*** Opening GIVEN INFORMATION ***

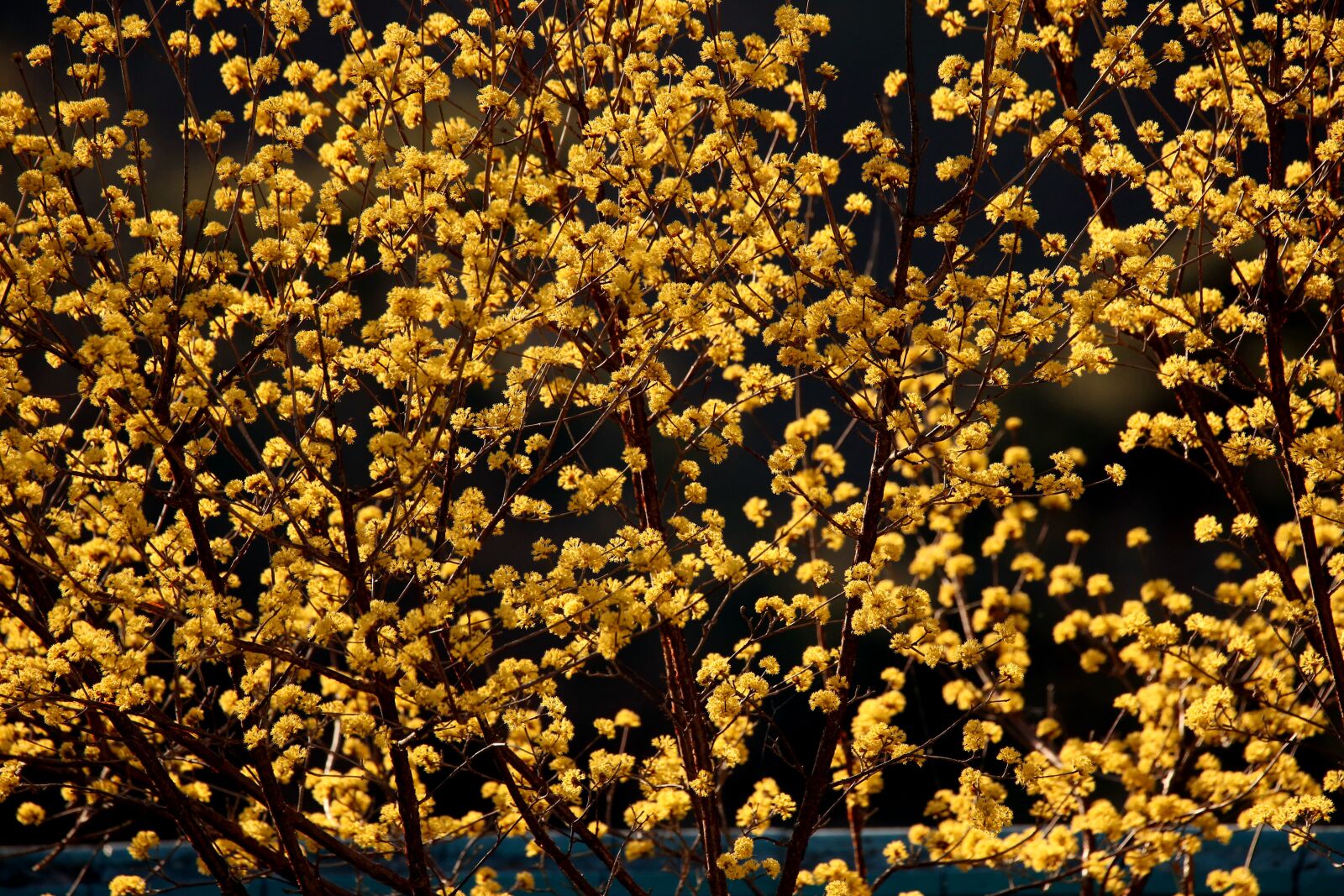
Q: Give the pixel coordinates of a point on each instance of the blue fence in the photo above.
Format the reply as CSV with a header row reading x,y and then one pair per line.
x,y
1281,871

*** Closing GIVEN INFORMATION ***
*** Opening GIVEN INFORMATION ***

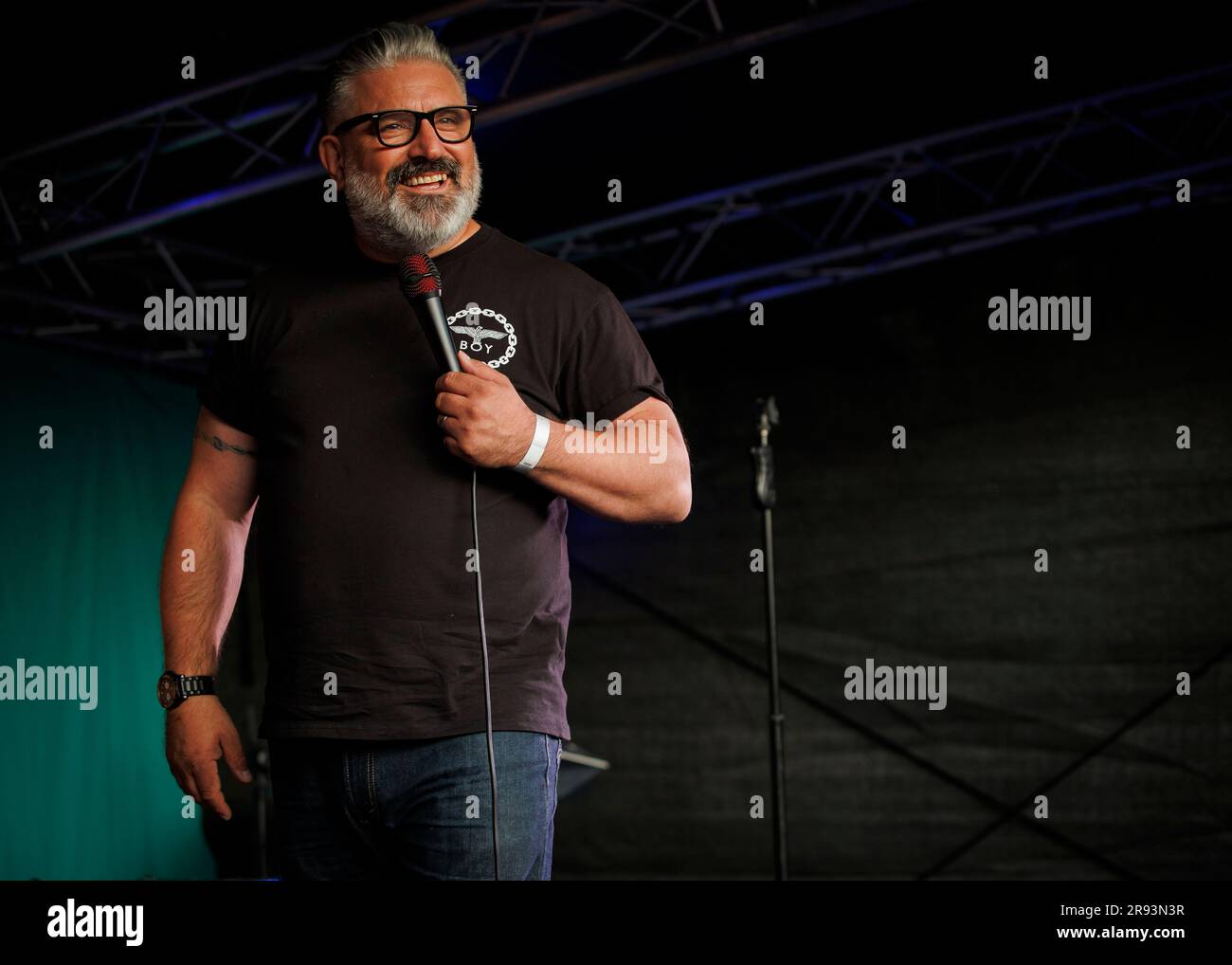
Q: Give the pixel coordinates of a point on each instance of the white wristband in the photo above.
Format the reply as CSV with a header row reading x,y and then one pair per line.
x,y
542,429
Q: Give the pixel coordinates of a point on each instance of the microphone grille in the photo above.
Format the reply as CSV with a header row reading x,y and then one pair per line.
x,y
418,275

*** Closing GIVEN INFORMATION ***

TRY IT: Copy each line of the data that contains the word "photo", leaving the other lines out.

TASK RESULT:
Q: Give the pixel coordinates of a point on each instance of the blue fence in the photo above.
Q: Give the pixel coordinates of a point on each instance of the white wristband in the photo above.
Q: Give the pixel coordinates of a point on each instance of the microphone grille in the photo above.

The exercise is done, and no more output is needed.